[Dataset entries]
··········

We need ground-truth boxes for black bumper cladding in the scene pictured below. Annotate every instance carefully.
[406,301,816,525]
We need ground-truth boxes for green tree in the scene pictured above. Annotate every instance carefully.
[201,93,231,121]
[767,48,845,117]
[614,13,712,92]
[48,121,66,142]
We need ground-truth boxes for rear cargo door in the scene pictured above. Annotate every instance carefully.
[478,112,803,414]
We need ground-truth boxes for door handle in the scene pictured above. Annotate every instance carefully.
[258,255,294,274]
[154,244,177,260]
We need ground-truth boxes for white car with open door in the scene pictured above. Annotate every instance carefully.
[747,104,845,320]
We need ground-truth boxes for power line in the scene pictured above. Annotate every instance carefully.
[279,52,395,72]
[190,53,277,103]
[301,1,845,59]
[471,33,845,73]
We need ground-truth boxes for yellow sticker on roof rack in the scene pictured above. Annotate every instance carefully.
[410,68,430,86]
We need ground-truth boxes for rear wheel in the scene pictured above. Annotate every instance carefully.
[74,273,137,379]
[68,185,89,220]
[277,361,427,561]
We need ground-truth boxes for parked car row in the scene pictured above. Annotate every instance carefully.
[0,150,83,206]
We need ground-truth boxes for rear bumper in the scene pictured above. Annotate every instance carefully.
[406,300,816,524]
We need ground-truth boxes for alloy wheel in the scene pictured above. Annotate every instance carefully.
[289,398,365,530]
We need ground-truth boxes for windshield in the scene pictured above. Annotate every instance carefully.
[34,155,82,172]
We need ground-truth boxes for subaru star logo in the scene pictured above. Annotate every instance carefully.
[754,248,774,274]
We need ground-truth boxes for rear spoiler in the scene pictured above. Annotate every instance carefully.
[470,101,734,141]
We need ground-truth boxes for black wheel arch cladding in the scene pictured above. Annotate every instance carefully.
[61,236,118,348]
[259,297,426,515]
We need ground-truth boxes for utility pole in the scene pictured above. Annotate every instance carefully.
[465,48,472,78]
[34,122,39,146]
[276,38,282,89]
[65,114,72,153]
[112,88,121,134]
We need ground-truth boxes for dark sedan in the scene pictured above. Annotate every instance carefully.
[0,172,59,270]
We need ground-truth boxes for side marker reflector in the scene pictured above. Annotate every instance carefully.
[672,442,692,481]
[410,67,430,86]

··········

▶ [EXERCISE PROMPT] Output all preceding records character for character.

▶ [WRITTEN REPLY]
We need ground-truth boxes for black bumper cladding in the scene pictured below. Annotate every instance carefully.
[406,301,816,525]
We need ground-truth boxes for green tree in the scene pictured above. Annotate every instance carefully.
[201,93,231,121]
[767,48,845,117]
[614,13,712,92]
[48,121,66,142]
We need ground-truth boxes for rear cargo door in the scene pictured above. Annotate every instance carefully.
[478,112,803,414]
We need ground-truth boxes for door handle in the scene pictured above. Annotate every instance carefully.
[258,255,294,274]
[154,244,177,260]
We need ground-truth boxes for white car with open door in the scene pictured above. Annotate every instance carefully.
[747,104,845,320]
We need ground-truth boxes for power line in the scene pictured above. Annotate every instance carefully.
[279,52,395,72]
[190,53,277,103]
[301,1,845,59]
[471,33,845,73]
We need ground-truth boxes for yellow sticker on roof rack in the scene pictured above. Annotate every instance carefully.
[410,68,430,86]
We need ground-truth boxes for rear wheel in the scene pictured above. Annotate every instance carefully.
[74,273,137,379]
[68,185,89,220]
[277,361,427,561]
We need ground-truth boxes for parked car row in the scene pictured above. Annotate every instance carefully.
[0,150,83,206]
We need ground-truth boxes for rear bumper in the scene pictured above. Annotate every instance carefully.
[406,300,816,524]
We need ground-truth boxes for alloy wheel in the scene pictured above. Annotate every instance carefully.
[289,398,365,530]
We need ground-truth boxes for windshield in the scene pictured above. Annotate every instance carefully.
[34,155,82,172]
We need ground-truth boxes for subaru star logo in the scene pictured above. Annotate every instance carefully.
[754,248,774,274]
We need ground-truth boxes for rear spoiler in the scene pictured above. Annotate every instance carefully.
[470,101,734,141]
We need ground-truth boxes for black wheel arch cladding in the scene pictured above. Annotate every instance carefully.
[61,236,118,348]
[259,297,426,515]
We need ground-truth boxes for utility pole in the scene pictured above. Annotate every instance carefully.
[465,48,472,78]
[34,122,39,146]
[276,38,282,89]
[65,114,72,153]
[112,88,121,134]
We need ground-truth boxes for dark sedan in the scene pictured above. Annotate every instance carefully.
[0,172,59,270]
We need ground-truth boxes for side marker reflector in the scene pictured above. Annotate every instance carefully.
[672,442,692,481]
[410,67,430,86]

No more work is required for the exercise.